Dahlan menjelaskan, seharusnya BUMN yang menyangkut ketahanan negara seperti di bidang pangan tidak boleh lebih kecil dari BUMN bisnis.
"Sebetulnya saya merasa gagal ketika jadi menteri adalah ketika mendorong agar BUMN mempunyai perusahaan dibidang pangan yang seraksasanya karena BUMN ini kan milik negara sedangkan pangan adalah ketahanan negara seharusnya jangan sampai BUMN di bidang pangan lebih kecil dibanding BUMN yang di bidang bisnis pada umumnya yang semua orang sudah melakukan," kata Dahlan melalui telekonferensi, Senin (18/5/2020).
Namun yang terjadi saat ini adalah BUMN terkait kepentingan publik untuk ketahanan negara sangat lemah. Padahal seharusnya BUMN di bidang tersebut harus paling kuat.

Data Tercatat>
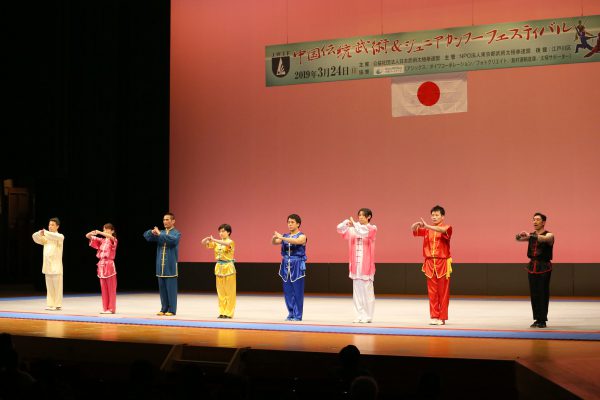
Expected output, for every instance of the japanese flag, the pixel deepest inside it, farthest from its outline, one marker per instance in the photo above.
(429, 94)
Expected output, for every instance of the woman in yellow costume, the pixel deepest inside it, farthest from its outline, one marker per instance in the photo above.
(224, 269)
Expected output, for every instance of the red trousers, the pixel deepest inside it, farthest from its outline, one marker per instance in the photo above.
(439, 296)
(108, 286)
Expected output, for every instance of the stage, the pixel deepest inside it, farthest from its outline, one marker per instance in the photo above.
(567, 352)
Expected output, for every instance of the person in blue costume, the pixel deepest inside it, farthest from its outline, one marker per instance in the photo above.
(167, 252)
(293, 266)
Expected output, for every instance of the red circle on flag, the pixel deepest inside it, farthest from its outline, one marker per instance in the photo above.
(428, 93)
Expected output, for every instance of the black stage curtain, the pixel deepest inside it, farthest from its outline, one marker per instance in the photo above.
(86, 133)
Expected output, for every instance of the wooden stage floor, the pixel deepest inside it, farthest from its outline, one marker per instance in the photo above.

Soal Latihan>
[1] Rangkumlah kutipan tentang BUMN di bidang pangan dalam dua kalimat.
[2] Salin dengan tepat bagian kutipan yang diawali kata-kata "Namun yang terjadi" dan diakhiri "harus paling kuat.".
[3] Jawablah pertanyaan berikut berdasarkan kutipan tentang BUMN di bidang pangan.
(a) Pada hari dan tanggal berapa Dahlan menyampaikan pernyataannya?
(b) Melalui sarana apa Dahlan menyampaikan pernyataan itu?
(c) Bagaimana keadaan BUMN terkait kepentingan publik untuk ketahanan negara saat ini?

Kunci Jawaban>
[1] Dahlan menyatakan bahwa BUMN yang menyangkut ketahanan negara, seperti di bidang pangan, tidak boleh lebih kecil daripada BUMN bisnis, dan ia merasa gagal saat menjadi menteri ketika mendorong BUMN memiliki perusahaan pangan yang seraksasanya. Kenyataannya, BUMN terkait kepentingan publik untuk ketahanan negara saat ini sangat lemah, padahal seharusnya paling kuat.

[2]
Namun yang terjadi saat ini adalah BUMN terkait kepentingan publik untuk ketahanan negara sangat lemah. Padahal seharusnya BUMN di bidang tersebut harus paling kuat.

[3]
(a) Senin (18/5/2020).
(b) Melalui telekonferensi.
(c) Sangat lemah.